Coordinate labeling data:
'''

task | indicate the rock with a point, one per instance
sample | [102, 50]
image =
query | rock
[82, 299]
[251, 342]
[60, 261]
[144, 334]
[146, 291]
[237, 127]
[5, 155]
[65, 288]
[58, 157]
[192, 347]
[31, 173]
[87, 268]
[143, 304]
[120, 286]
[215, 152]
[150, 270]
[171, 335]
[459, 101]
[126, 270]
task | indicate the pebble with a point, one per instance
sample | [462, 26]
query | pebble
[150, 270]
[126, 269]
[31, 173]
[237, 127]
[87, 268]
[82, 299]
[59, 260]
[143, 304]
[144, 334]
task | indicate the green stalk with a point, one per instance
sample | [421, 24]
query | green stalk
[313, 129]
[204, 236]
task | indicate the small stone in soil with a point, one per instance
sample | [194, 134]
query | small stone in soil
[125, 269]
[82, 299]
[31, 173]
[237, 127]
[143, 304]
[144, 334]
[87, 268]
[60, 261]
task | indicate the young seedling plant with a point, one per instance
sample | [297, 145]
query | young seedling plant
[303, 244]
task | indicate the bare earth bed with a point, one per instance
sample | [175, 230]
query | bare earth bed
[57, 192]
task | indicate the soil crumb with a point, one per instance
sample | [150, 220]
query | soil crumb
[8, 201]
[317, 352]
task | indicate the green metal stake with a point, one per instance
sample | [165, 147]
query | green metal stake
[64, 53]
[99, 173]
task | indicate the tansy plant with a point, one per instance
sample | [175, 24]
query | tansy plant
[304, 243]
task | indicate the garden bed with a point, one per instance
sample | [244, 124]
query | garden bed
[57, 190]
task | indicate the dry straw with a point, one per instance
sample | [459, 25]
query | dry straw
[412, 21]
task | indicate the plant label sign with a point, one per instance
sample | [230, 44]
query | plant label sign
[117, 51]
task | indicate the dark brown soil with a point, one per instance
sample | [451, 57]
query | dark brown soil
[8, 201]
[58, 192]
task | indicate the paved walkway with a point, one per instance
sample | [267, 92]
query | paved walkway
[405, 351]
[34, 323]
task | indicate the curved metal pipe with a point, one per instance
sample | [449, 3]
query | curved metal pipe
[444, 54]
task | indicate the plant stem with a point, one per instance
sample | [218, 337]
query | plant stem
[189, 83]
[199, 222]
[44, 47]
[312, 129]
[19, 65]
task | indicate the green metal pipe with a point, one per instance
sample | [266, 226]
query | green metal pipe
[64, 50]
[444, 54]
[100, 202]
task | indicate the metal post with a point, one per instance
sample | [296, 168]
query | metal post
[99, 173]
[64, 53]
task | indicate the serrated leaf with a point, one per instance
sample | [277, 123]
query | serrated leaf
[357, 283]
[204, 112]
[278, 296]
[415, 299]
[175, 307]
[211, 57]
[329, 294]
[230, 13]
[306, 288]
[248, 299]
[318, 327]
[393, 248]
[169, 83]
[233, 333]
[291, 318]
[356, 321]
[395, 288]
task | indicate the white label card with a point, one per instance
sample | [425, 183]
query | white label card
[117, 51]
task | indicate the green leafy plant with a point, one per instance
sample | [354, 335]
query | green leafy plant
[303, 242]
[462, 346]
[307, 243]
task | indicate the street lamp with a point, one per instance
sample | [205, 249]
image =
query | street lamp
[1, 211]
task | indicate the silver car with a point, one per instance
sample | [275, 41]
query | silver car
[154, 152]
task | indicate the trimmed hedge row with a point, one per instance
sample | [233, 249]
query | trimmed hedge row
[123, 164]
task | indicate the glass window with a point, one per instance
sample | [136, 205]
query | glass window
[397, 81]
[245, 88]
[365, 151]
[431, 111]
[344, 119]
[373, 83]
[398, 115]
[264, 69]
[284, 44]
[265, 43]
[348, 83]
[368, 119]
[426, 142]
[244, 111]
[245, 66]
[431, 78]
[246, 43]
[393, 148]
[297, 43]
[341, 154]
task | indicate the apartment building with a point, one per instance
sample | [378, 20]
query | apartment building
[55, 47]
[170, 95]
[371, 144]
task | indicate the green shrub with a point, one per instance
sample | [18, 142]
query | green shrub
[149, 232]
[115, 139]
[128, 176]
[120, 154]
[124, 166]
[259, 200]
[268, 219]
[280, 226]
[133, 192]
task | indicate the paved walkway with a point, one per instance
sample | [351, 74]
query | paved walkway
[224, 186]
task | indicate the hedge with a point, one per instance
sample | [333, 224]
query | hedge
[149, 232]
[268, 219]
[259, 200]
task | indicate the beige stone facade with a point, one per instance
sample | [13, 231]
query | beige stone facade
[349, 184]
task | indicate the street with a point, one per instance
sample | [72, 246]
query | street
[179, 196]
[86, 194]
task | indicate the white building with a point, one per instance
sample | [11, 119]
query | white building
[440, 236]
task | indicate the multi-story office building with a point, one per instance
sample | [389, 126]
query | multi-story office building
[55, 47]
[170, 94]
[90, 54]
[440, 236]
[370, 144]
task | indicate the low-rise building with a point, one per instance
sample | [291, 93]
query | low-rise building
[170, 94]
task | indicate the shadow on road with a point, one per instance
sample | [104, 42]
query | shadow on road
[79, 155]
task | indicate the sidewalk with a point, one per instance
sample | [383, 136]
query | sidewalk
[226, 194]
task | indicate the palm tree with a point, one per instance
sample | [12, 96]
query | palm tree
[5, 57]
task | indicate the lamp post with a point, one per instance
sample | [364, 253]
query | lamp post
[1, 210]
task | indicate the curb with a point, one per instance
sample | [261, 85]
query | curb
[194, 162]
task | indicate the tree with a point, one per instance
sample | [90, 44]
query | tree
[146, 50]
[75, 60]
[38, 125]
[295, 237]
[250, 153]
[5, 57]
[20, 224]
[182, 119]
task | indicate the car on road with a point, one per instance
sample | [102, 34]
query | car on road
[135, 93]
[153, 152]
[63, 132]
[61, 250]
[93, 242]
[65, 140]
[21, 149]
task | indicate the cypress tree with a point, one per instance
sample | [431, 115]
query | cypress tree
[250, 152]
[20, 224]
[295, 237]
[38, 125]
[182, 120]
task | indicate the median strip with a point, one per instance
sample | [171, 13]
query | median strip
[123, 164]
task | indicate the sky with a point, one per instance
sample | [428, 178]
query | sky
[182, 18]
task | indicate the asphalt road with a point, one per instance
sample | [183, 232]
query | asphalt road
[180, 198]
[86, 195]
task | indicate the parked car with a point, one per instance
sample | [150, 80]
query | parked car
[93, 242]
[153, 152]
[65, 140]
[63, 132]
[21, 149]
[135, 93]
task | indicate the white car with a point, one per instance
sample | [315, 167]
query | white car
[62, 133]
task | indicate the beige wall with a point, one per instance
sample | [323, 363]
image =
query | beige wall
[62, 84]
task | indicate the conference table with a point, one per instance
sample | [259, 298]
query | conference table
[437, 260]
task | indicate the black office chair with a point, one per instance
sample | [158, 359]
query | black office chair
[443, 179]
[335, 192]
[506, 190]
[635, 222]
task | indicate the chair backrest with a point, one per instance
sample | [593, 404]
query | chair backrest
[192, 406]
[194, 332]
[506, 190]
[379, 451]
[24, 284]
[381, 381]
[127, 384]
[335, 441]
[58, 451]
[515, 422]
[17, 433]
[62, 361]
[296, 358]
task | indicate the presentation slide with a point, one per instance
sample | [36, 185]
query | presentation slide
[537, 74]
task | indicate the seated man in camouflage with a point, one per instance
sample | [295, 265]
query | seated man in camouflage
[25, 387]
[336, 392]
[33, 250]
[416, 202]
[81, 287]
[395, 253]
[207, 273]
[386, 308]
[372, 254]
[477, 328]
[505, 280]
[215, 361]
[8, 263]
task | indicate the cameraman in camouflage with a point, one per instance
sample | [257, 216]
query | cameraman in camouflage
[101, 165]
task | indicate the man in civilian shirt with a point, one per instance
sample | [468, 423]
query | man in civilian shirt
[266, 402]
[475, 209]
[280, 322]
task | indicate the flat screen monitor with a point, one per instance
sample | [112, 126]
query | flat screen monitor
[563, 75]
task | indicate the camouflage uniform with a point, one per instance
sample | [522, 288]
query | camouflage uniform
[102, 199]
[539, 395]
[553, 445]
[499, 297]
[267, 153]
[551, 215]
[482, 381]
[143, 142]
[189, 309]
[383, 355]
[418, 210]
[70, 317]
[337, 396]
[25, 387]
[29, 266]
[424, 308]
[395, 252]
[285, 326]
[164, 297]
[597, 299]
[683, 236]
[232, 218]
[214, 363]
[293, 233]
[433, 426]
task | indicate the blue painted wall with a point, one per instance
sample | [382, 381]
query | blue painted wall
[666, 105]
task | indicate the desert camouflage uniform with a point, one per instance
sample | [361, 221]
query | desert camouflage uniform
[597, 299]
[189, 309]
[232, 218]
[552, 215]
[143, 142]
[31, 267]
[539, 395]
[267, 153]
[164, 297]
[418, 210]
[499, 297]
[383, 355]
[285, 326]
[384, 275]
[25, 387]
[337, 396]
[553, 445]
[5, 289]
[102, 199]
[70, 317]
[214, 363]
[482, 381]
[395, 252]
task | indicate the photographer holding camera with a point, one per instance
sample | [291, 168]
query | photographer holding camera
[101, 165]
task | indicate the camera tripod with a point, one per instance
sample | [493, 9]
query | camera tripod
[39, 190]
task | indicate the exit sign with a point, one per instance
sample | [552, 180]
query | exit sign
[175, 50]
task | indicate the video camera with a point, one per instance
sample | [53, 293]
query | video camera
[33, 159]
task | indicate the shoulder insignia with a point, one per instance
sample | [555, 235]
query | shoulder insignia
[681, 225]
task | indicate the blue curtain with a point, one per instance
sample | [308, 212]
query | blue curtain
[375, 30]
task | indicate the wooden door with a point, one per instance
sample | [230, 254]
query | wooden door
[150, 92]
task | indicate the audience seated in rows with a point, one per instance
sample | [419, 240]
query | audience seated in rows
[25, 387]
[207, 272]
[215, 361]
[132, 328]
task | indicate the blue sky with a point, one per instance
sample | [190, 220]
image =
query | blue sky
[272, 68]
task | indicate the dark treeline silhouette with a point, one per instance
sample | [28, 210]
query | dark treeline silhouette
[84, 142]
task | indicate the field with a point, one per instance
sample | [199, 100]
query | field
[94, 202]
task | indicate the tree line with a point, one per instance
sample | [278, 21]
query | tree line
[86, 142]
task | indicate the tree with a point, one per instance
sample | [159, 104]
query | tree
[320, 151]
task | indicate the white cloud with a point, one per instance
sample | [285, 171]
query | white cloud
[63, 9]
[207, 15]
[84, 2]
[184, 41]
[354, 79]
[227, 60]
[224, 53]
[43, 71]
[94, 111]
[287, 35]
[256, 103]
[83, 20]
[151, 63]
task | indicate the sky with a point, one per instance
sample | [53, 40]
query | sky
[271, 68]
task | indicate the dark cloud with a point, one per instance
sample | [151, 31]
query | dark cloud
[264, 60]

'''

[What is needed]: Rescale the stretch from the line containing "task | indicate the dark cloud" through the end of the data: repeat every line, the requests included, multiplying only the point coordinates in the answers by 0.35 and rounding each to a whole number, with halves rounded up. Leave the request lines and their format samples unchanged.

[Result of this exercise]:
task | indicate the dark cloud with a point, one per instance
sample | [151, 31]
query | dark cloud
[92, 21]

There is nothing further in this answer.